(Dataset entries begins)
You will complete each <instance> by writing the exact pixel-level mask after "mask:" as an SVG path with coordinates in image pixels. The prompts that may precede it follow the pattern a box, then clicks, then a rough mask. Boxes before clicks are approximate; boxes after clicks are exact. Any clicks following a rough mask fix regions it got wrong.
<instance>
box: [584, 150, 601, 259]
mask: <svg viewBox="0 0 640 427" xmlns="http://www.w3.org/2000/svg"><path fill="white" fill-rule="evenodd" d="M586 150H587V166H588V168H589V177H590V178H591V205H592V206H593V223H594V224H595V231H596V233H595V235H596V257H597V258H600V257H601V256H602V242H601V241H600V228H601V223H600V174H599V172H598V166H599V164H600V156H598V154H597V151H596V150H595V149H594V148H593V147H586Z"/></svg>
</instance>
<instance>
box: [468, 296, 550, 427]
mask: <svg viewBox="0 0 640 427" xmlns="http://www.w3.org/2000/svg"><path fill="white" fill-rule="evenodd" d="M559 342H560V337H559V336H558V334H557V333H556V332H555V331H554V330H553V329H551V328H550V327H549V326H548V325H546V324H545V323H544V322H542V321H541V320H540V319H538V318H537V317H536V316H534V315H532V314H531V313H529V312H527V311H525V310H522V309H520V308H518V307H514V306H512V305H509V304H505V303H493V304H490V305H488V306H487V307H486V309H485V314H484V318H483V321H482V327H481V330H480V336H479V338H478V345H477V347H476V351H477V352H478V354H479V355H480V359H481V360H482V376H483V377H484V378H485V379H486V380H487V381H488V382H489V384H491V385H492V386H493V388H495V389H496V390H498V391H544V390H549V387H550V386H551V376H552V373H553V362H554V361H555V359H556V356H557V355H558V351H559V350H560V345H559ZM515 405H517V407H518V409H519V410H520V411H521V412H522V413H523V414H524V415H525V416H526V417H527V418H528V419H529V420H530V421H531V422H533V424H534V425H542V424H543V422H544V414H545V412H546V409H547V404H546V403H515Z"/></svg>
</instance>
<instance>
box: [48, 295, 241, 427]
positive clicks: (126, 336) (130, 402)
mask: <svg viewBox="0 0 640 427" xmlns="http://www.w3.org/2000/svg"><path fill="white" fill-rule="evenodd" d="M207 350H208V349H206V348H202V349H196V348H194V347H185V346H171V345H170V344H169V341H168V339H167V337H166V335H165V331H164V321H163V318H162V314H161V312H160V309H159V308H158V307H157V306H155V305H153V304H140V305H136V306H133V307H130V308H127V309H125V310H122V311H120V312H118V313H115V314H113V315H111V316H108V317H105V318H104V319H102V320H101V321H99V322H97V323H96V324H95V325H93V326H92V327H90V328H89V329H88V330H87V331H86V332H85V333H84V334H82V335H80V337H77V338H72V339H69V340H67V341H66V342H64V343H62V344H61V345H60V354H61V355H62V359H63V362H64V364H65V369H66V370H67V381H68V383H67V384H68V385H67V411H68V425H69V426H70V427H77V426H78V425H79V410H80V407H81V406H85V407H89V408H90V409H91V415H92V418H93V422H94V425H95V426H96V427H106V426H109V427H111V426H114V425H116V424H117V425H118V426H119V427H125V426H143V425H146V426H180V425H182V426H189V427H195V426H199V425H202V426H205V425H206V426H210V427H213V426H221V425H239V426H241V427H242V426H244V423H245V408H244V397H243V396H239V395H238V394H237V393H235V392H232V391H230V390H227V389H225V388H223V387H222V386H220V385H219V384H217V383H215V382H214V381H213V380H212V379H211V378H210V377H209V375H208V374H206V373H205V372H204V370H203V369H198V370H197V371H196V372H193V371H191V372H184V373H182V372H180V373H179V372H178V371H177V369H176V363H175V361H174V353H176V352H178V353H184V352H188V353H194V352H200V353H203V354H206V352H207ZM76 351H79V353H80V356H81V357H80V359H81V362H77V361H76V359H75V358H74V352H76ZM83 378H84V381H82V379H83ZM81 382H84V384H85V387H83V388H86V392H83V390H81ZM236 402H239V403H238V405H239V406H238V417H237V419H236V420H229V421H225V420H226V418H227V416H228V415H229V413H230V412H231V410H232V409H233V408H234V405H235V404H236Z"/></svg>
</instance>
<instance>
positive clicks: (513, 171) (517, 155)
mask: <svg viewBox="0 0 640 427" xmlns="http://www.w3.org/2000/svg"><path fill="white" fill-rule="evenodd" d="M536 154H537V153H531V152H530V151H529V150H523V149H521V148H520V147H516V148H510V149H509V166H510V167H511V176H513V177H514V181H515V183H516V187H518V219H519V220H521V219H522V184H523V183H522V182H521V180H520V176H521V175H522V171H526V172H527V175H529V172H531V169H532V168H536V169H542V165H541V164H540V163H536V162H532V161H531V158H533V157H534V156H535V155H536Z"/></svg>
(Dataset entries ends)
**Problem statement**
Retype every line of the material exactly.

**Written answer**
You will complete each <instance> by writing the exact pixel-level mask after "mask:" as an SVG path with coordinates in image pixels. The prompts that may precede it follow the pattern a box, then clicks, then a rough mask. Boxes before clicks are approximate; boxes after clicks are exact. Any clicks following a rough mask fix regions it got wrong.
<instance>
box: [584, 150, 601, 259]
mask: <svg viewBox="0 0 640 427" xmlns="http://www.w3.org/2000/svg"><path fill="white" fill-rule="evenodd" d="M586 150H587V166H588V168H589V177H590V178H591V205H592V206H593V223H594V224H595V231H596V233H595V235H596V257H597V258H600V257H601V256H602V242H601V241H600V228H601V223H600V174H599V172H598V166H599V164H600V156H598V154H597V151H596V150H595V149H594V148H593V147H586Z"/></svg>
</instance>
<instance>
box: [468, 296, 550, 427]
mask: <svg viewBox="0 0 640 427" xmlns="http://www.w3.org/2000/svg"><path fill="white" fill-rule="evenodd" d="M559 342H560V337H559V336H558V334H557V333H556V332H555V331H554V330H553V329H551V328H550V327H549V326H548V325H546V324H545V323H544V322H542V321H541V320H540V319H538V318H537V317H536V316H534V315H532V314H531V313H529V312H527V311H525V310H522V309H520V308H518V307H514V306H512V305H509V304H505V303H493V304H490V305H488V306H487V307H486V309H485V314H484V318H483V321H482V327H481V330H480V336H479V338H478V345H477V347H476V351H477V352H478V354H479V355H480V359H481V360H482V376H483V377H484V378H485V379H486V380H487V381H488V382H489V384H491V385H492V386H493V388H495V389H496V390H498V391H544V390H549V387H550V386H551V376H552V373H553V362H554V361H555V359H556V356H557V355H558V351H559V350H560V345H559ZM515 405H517V407H518V409H519V410H520V411H521V412H522V413H523V414H524V415H525V416H526V417H527V418H528V419H529V420H530V421H531V422H533V424H534V425H542V424H543V422H544V414H545V412H546V409H547V404H546V403H515Z"/></svg>
</instance>
<instance>
box: [48, 295, 241, 427]
positive clicks: (126, 336) (130, 402)
mask: <svg viewBox="0 0 640 427" xmlns="http://www.w3.org/2000/svg"><path fill="white" fill-rule="evenodd" d="M207 350H208V349H206V348H202V349H196V348H194V347H185V346H171V345H170V344H169V341H168V339H167V337H166V335H165V331H164V321H163V318H162V314H161V312H160V309H159V308H158V307H157V306H155V305H153V304H140V305H136V306H133V307H130V308H127V309H125V310H122V311H120V312H118V313H115V314H113V315H111V316H108V317H105V318H104V319H102V320H101V321H99V322H97V323H96V324H95V325H93V326H92V327H90V328H89V329H88V330H87V331H86V332H85V333H84V334H82V335H80V337H77V338H72V339H69V340H67V341H66V342H64V343H62V344H61V345H60V354H61V355H62V359H63V362H64V364H65V369H66V370H67V381H68V383H67V384H68V385H67V411H68V425H69V426H70V427H77V426H78V425H79V410H80V407H81V406H85V407H89V408H90V409H91V415H92V418H93V422H94V425H95V426H96V427H106V426H109V427H111V426H114V425H116V424H117V425H118V426H119V427H125V426H143V425H146V426H180V425H182V426H189V427H195V426H199V425H202V426H205V425H206V426H210V427H213V426H221V425H239V426H241V427H242V426H244V423H245V408H244V397H243V396H239V395H238V394H237V393H235V392H232V391H230V390H227V389H225V388H223V387H222V386H220V385H219V384H217V383H215V382H214V381H213V380H212V379H211V378H210V377H209V375H208V374H206V373H205V372H204V370H203V369H198V370H197V371H196V372H193V371H191V372H184V373H182V372H180V373H179V372H178V371H177V369H176V363H175V361H174V353H176V352H178V353H184V352H188V353H194V352H200V353H203V354H206V352H207ZM76 351H79V353H80V356H81V357H80V359H81V362H77V361H76V359H75V358H74V352H76ZM83 378H84V381H82V379H83ZM81 382H84V384H85V387H83V388H86V392H83V390H81ZM236 402H239V403H238V405H239V406H238V417H237V419H236V420H229V421H225V420H226V418H227V416H228V415H229V413H230V412H231V410H232V409H233V408H234V405H235V404H236Z"/></svg>
</instance>
<instance>
positive clicks: (513, 171) (517, 155)
mask: <svg viewBox="0 0 640 427" xmlns="http://www.w3.org/2000/svg"><path fill="white" fill-rule="evenodd" d="M536 154H537V153H531V152H530V151H529V150H523V149H521V148H520V147H516V148H510V149H509V166H510V167H511V176H513V177H514V181H515V183H516V187H518V219H519V220H521V219H522V184H523V183H522V182H521V180H520V176H521V175H522V171H526V172H527V175H529V172H531V169H532V168H536V169H542V165H541V164H540V163H536V162H532V161H531V158H533V157H534V156H535V155H536Z"/></svg>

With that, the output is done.